Your task ->
Working line by line, output the entries below exactly as they appear.

Entries provided ->
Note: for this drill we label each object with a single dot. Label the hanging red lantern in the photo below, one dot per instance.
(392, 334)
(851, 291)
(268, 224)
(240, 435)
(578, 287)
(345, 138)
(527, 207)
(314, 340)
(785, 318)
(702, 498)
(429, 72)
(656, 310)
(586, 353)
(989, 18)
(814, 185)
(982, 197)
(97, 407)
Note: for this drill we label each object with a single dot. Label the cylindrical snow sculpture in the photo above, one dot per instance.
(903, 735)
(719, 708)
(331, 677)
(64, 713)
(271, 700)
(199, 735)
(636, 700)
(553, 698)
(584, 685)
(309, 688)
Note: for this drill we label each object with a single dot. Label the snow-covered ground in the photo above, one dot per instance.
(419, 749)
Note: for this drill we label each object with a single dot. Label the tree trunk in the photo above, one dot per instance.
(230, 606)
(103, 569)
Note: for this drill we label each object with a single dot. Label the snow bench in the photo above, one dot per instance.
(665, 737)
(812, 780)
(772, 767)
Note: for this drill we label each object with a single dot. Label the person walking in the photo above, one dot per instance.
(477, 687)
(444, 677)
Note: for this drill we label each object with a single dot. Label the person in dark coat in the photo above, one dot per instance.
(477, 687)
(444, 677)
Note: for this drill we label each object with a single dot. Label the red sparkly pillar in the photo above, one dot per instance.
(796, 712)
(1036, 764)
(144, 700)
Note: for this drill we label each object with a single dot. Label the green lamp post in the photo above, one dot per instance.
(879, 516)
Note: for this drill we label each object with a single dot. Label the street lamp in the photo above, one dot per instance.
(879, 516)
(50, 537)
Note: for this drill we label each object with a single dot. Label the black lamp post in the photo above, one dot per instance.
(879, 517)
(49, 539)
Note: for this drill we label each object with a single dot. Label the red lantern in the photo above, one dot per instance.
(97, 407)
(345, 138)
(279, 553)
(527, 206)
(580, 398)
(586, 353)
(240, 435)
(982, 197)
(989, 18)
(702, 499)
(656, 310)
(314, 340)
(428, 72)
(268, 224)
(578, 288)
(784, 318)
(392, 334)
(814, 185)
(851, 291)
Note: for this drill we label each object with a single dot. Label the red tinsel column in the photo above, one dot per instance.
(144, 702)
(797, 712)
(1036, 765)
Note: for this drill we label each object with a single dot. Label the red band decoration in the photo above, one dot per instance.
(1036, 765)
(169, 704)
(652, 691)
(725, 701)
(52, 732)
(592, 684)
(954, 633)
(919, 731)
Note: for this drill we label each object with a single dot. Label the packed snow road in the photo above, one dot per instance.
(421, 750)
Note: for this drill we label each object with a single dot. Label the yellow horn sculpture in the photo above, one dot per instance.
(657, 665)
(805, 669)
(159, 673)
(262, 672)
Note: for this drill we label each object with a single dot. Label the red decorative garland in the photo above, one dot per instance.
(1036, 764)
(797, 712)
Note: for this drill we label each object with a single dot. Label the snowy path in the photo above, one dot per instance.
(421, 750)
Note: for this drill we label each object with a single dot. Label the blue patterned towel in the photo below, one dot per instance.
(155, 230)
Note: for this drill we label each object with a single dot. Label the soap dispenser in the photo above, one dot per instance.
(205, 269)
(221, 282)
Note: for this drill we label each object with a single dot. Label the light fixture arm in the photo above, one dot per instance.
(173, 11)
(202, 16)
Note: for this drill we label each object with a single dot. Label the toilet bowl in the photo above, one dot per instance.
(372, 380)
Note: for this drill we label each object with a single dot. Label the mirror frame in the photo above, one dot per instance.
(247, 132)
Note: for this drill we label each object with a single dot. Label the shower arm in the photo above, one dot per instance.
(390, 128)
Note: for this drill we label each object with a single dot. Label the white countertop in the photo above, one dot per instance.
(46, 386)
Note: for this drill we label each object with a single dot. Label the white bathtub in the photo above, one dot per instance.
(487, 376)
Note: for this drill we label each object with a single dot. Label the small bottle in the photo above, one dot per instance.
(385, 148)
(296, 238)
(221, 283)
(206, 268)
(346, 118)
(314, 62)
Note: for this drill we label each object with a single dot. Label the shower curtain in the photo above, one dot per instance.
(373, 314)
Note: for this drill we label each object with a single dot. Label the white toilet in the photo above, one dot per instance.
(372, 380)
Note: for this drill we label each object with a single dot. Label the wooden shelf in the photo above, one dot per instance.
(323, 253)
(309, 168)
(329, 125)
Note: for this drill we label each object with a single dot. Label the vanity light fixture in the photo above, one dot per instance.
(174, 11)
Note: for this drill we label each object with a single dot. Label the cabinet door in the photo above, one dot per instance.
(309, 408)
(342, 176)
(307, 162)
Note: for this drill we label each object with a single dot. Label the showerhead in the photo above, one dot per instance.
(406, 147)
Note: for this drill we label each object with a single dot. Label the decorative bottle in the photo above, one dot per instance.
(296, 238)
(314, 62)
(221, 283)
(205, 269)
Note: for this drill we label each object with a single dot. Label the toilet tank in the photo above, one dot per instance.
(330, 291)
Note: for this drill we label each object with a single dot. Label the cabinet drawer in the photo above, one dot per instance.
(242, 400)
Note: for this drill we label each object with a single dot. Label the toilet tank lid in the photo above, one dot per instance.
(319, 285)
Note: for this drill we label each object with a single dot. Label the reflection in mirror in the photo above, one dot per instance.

Answer space ->
Note: for this drill we label each object with a single dot. Label the hanging red lantern in the photo below, one dot per instance.
(392, 334)
(851, 291)
(268, 224)
(240, 435)
(578, 287)
(345, 138)
(527, 207)
(314, 340)
(785, 318)
(702, 498)
(429, 72)
(656, 310)
(586, 353)
(989, 18)
(814, 185)
(982, 197)
(97, 407)
Note: for this drill we label each object with a single dot. Label the cylindrical snow sculpture in the photo above, one dot per instance.
(903, 735)
(719, 708)
(331, 677)
(64, 713)
(271, 700)
(199, 735)
(636, 700)
(553, 698)
(584, 685)
(309, 688)
Note: for this drill we label each object with a single dot. Label the snow-covered ground in the photo above, one dot per instance.
(419, 749)
Note: for this drill we label each object with a single dot. Label the tree trunk in the photo above, one dot per instance.
(230, 606)
(103, 569)
Note: for this drill we label each object with a single dot. Label the snow bench in the photo above, one dot per instance.
(665, 737)
(812, 780)
(772, 767)
Note: for this drill we label each object with a single dot. Label the person walking in the photo above, one dot per instance.
(477, 687)
(444, 677)
Note: for this drill we label each object with a single dot. Label the person in dark coat in the photo above, one dot per instance.
(477, 687)
(444, 677)
Note: for this drill we label each object with a single dot. Label the red sparkly pillar in the photo above, one dot per instance.
(796, 712)
(1036, 764)
(144, 700)
Note: for this drill we label each object with a single dot. Label the green lamp post in the photo above, one dot per instance.
(879, 516)
Note: for this drill we label each object with a single dot. Label the street lamp in the photo above, one dot per instance.
(879, 516)
(50, 537)
Note: for this drill we label each object with a single dot. Label the black lamp post in the photo above, one dot per instance.
(879, 517)
(49, 539)
Note: for this drill we label each object with a single dot. Label the red lantern in the photo above, one dot per instance.
(97, 407)
(345, 138)
(279, 553)
(527, 206)
(580, 398)
(586, 353)
(240, 435)
(982, 197)
(989, 18)
(702, 499)
(656, 310)
(314, 340)
(428, 72)
(268, 224)
(578, 288)
(784, 318)
(392, 334)
(814, 185)
(851, 291)
Note: for this drill we label each object with a single dot. Label the red tinsel column in the photo above, one dot per instance.
(144, 702)
(797, 712)
(1036, 765)
Note: for this drill we label each object with a single dot. Label the red band decoration in the photo above, one dot per instance.
(1036, 765)
(169, 704)
(652, 691)
(725, 701)
(52, 732)
(592, 684)
(954, 633)
(919, 731)
Note: for this drill we label each object with a single dot. Label the packed snow road in the photo above, one dot per instance.
(421, 750)
Note: for this drill we label each object with a single dot. Label the yellow horn sculpture in the photo above, one dot per instance.
(657, 665)
(805, 669)
(159, 673)
(262, 672)
Note: for this drill we label each object with a single dot. Label the red decorative garland in the photo above, one dot per instance.
(1036, 764)
(797, 712)
Note: for this drill we label each object with a single dot. Label the snowy path in the photo above, one dot per instance.
(421, 750)
Note: for this drill we label each object with a single dot. Label the blue patterned towel in the photo below, one dot per instance.
(155, 230)
Note: for this drill we label each object with a single dot. Label the soap dispenser in the photo above, one dot per instance.
(205, 269)
(221, 282)
Note: for this drill we label each object with a single dot. Label the light fixture arm in the photo above, one dot per instance.
(173, 11)
(202, 16)
Note: for this drill we label each object with a single dot. Label the toilet bowl in the photo above, one dot per instance.
(372, 380)
Note: for this drill we label each object with a single dot. Label the mirror frame in the photo above, one dot per instance.
(247, 132)
Note: for this drill we label each object with a single dot. Label the shower arm in the photo above, one dot per instance.
(390, 128)
Note: for this drill we label each object with a single dot. Label the white countertop in the photo above, one dot per instance.
(46, 386)
Note: for this drill we label each object with a single dot. Label the white bathtub in the photo above, one dot per instance.
(487, 376)
Note: for this drill we label each object with a single dot. Label the small bottle in the photo above, one dot per instance.
(385, 148)
(296, 238)
(221, 283)
(206, 268)
(346, 118)
(314, 62)
Note: for this drill we label each object with a single dot. Label the shower curtain in the photo above, one dot per instance.
(373, 314)
Note: for this drill we label each object with a single dot. Label the white toilet in the photo above, one dot per instance.
(372, 380)
Note: for this drill we label each object with a single dot. Label the wooden shelf in the photo above, one dot per instance.
(323, 253)
(309, 168)
(329, 125)
Note: for this drill we label each object with a single dot. Label the vanity light fixture in the photo above, one dot per instance.
(174, 11)
Note: for this drill we label each object with a single dot. Label the cabinet door in the photo above, one dot per instance.
(309, 408)
(342, 176)
(307, 162)
Note: for this drill we label each object with a single dot. Label the showerhead in the photo above, one dot per instance.
(406, 147)
Note: for this drill we label each object with a single dot. Label the decorative bottle in the photo above, one dot per instance.
(296, 238)
(314, 62)
(221, 283)
(205, 269)
Note: for this drill we label each object with a single dot. Label the toilet tank in the photo above, one dot per instance.
(330, 291)
Note: for this drill we label each object with a single dot. Label the cabinet drawer in the photo above, one dot per instance.
(242, 400)
Note: for this drill we label each object with a single dot. Label the toilet tank lid in the photo above, one dot per instance.
(319, 285)
Note: for this drill we label each object with a single dot. Label the reflection in mirror in the photo above, one dot per instance.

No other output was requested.